◆ **Exercise inputs**:
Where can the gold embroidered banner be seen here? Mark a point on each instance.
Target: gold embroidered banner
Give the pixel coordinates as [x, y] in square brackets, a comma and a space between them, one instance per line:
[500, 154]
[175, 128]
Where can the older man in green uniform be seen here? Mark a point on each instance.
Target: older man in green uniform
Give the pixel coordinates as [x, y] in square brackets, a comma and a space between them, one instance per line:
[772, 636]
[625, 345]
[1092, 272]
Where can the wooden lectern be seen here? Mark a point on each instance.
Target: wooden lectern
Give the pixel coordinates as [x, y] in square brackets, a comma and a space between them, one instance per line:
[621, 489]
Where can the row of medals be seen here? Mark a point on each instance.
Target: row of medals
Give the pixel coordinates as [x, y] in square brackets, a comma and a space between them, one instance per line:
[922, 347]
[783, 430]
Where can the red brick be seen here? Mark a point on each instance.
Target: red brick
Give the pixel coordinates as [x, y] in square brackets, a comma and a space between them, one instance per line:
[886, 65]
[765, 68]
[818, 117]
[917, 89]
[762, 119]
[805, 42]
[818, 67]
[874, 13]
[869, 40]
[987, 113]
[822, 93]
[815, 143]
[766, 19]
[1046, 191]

◆ **Instruction**: Rewrite the data above with every "wooden lectern" changed to "wooden podium" and everything else left as it is.

◆ **Complete output**:
Where can the gold embroidered banner be seen here? Mark a point on each instance.
Target: gold embroidered banner
Give the pixel coordinates as [x, y] in square brackets, a comma and a space between them, one instance per line:
[500, 154]
[175, 128]
Where can the older man in green uniform be seen here? Mark a point on each instance.
Target: older man in green uniform
Give the pixel coordinates as [x, y] in square brackets, a comma and a space between them, one instance per line:
[772, 636]
[625, 345]
[1092, 272]
Where can the wooden podium be seen here? Mark a point on each instance.
Target: wooden podium
Give the pixel coordinates as [x, y] in square brackets, a comma and a space between them, one instance per line:
[621, 489]
Where can the row of medals be seen here? Mark a point on each instance.
Target: row of medals
Give the pixel coordinates as [x, y] in square brackets, a comma and a space between them, one instance per line:
[922, 347]
[783, 430]
Where can the red brick be seen here? Mark a point on each instance.
Target: red brick
Give the pixel coordinates as [x, y] in square brackets, a comma and a space between them, one instance per line:
[886, 65]
[765, 68]
[818, 117]
[917, 89]
[762, 119]
[805, 42]
[818, 67]
[874, 13]
[869, 40]
[987, 113]
[822, 93]
[815, 143]
[766, 19]
[1046, 191]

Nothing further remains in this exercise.